====== Records for this task
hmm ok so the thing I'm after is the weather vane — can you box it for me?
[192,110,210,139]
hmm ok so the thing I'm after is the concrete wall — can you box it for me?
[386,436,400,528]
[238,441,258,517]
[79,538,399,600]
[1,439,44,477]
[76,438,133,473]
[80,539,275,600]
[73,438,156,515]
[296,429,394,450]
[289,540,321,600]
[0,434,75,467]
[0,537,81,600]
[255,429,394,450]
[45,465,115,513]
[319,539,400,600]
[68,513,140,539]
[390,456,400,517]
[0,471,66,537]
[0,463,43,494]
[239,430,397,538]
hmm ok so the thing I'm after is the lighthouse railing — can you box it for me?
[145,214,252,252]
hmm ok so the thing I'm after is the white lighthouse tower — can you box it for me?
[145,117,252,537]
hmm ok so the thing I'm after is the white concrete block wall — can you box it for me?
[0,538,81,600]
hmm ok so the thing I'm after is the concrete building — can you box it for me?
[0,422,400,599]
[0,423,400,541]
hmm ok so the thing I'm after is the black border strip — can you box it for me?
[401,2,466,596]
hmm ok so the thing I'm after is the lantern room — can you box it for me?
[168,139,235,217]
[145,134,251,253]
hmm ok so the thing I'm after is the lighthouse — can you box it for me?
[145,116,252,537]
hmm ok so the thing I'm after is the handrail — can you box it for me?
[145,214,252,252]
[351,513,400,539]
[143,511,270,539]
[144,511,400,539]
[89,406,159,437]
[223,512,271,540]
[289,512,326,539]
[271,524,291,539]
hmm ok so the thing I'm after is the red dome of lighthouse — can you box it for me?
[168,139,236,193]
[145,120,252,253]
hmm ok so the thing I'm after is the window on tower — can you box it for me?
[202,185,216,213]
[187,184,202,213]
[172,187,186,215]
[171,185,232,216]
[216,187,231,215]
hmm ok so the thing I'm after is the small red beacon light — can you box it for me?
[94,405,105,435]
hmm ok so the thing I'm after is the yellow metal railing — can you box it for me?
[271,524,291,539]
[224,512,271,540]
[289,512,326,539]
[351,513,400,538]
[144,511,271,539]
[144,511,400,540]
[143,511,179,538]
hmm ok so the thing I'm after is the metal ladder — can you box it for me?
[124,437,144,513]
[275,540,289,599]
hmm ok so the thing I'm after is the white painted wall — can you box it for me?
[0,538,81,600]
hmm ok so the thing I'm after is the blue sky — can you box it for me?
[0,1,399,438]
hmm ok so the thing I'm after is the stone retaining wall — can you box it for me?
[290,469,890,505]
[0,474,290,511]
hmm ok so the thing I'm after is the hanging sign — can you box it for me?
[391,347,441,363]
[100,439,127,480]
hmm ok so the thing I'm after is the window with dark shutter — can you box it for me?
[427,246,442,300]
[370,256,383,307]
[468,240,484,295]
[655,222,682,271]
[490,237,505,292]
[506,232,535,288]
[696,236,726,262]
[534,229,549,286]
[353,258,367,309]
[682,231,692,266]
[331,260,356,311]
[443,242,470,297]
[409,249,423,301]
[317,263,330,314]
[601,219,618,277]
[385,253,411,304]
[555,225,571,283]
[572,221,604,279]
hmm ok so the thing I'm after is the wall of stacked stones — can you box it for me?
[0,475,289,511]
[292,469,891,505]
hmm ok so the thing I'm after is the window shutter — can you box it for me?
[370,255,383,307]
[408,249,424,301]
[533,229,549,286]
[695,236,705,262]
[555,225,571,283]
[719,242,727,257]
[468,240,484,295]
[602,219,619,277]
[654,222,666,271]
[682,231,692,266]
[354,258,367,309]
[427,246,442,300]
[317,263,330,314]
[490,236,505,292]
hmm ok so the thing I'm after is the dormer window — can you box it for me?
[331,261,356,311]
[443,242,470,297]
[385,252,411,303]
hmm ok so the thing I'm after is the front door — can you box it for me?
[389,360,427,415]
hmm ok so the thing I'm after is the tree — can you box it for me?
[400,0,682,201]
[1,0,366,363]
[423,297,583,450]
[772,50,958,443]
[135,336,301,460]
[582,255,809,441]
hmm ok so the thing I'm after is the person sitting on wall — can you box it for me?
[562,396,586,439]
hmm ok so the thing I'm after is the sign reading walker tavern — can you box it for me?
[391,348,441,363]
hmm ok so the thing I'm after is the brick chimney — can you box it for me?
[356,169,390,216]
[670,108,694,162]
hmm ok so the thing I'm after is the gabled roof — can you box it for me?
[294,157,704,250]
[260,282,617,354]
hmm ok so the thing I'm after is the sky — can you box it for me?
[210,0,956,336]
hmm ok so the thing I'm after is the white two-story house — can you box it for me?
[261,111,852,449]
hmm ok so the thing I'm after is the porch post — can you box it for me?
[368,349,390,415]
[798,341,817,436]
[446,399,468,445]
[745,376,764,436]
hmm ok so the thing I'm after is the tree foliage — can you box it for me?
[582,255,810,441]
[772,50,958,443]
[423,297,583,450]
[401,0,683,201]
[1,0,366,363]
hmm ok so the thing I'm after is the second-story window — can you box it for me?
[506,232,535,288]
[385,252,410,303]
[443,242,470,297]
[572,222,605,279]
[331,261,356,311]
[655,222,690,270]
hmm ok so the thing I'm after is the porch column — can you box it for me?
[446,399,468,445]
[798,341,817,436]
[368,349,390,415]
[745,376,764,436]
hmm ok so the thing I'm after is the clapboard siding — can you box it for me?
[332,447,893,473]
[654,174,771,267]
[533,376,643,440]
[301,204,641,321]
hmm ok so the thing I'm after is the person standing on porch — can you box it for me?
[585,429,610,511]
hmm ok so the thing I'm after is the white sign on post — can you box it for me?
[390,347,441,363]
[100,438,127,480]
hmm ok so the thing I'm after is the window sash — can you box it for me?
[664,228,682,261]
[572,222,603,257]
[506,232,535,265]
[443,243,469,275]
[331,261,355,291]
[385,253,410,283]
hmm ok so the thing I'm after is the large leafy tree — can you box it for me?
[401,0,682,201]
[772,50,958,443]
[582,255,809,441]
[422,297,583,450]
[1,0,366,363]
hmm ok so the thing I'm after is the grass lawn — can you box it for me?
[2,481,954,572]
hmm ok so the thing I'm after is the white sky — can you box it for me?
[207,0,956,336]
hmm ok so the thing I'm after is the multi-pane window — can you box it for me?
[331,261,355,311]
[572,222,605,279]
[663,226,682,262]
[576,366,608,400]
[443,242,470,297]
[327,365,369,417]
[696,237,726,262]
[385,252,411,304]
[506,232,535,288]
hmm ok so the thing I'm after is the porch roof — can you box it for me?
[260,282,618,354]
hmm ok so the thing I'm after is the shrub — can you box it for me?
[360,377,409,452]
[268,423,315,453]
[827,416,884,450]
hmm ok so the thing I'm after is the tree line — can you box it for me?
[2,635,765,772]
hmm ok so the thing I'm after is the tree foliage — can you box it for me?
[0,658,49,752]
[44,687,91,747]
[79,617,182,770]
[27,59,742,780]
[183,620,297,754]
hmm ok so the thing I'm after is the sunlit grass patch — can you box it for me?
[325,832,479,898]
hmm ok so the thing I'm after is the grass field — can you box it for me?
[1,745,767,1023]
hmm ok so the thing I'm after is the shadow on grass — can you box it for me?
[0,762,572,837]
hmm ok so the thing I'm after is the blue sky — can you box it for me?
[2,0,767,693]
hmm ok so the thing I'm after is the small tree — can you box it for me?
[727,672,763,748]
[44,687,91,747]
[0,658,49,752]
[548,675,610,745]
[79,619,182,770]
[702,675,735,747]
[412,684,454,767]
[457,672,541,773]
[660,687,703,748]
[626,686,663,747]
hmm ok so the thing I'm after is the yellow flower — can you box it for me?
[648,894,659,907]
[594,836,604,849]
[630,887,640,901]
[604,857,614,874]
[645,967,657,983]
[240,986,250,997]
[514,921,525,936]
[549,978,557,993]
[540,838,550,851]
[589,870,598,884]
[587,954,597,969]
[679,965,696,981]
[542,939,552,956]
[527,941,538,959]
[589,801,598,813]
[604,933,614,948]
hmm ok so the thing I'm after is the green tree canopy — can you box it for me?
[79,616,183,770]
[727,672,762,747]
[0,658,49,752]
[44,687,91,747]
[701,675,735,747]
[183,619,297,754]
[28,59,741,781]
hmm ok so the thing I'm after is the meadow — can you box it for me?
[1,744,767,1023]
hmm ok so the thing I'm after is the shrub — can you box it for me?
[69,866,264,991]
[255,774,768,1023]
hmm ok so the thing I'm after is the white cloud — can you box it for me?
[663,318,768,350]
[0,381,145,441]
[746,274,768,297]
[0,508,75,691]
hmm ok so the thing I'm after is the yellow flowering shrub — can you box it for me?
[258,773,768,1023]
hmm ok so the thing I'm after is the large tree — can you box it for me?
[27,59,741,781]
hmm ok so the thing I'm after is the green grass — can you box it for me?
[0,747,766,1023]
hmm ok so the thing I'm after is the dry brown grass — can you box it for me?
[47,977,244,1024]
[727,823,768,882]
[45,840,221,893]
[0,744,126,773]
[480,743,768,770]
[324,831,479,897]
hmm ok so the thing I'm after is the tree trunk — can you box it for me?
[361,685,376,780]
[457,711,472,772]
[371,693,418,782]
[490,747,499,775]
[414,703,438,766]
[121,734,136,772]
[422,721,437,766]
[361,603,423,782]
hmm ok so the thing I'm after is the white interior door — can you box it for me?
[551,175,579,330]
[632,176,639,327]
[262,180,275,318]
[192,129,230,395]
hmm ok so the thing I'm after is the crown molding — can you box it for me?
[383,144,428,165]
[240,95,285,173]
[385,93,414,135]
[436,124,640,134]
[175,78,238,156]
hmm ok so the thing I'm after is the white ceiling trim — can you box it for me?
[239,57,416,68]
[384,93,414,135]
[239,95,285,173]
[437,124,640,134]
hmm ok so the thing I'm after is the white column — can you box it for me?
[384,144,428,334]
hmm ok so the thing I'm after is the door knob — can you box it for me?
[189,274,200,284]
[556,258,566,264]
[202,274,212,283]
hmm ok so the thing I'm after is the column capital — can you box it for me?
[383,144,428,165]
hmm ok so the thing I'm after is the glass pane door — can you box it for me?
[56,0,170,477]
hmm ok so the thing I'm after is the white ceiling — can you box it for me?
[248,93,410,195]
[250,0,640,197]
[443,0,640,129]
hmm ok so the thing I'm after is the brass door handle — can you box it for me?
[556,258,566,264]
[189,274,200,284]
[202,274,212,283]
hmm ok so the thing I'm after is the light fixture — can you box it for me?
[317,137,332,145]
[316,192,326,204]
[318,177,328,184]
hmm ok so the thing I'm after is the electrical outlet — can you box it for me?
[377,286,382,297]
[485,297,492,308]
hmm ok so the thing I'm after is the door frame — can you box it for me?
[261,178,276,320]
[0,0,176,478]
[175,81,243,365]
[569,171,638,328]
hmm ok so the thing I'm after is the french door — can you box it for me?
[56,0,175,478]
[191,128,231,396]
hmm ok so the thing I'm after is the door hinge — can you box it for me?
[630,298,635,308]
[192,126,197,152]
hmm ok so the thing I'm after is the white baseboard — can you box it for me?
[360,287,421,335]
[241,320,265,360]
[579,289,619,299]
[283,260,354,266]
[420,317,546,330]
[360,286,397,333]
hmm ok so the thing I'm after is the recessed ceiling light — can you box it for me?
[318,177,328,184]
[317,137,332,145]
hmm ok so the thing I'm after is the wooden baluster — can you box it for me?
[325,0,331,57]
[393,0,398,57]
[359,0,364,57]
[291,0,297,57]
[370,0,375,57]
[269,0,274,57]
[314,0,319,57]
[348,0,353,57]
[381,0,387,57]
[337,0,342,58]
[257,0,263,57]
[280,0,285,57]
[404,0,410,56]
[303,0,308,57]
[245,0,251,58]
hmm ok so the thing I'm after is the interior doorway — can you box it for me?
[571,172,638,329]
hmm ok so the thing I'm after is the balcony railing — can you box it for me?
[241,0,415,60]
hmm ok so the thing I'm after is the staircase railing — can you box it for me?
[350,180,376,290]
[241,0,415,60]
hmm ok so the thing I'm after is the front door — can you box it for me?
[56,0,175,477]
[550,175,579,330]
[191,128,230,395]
============
### Work instruction
The lines from the one containing "hmm ok so the thing I'm after is the interior" through the end of the data are to be copied exactly, the first and last of them included.

### Response
hmm ok so the thing I'm after is the interior doorway — can you box it for me?
[571,172,638,329]
hmm ok so the thing I'm after is the balcony railing — can you box it for me?
[241,0,415,60]
hmm ok so the thing I'm after is the staircase railing — can you box it for me?
[350,180,376,290]
[241,0,415,60]
hmm ok so the thing I'm after is the front door — can you box it for me?
[56,0,175,477]
[550,175,579,330]
[191,128,230,395]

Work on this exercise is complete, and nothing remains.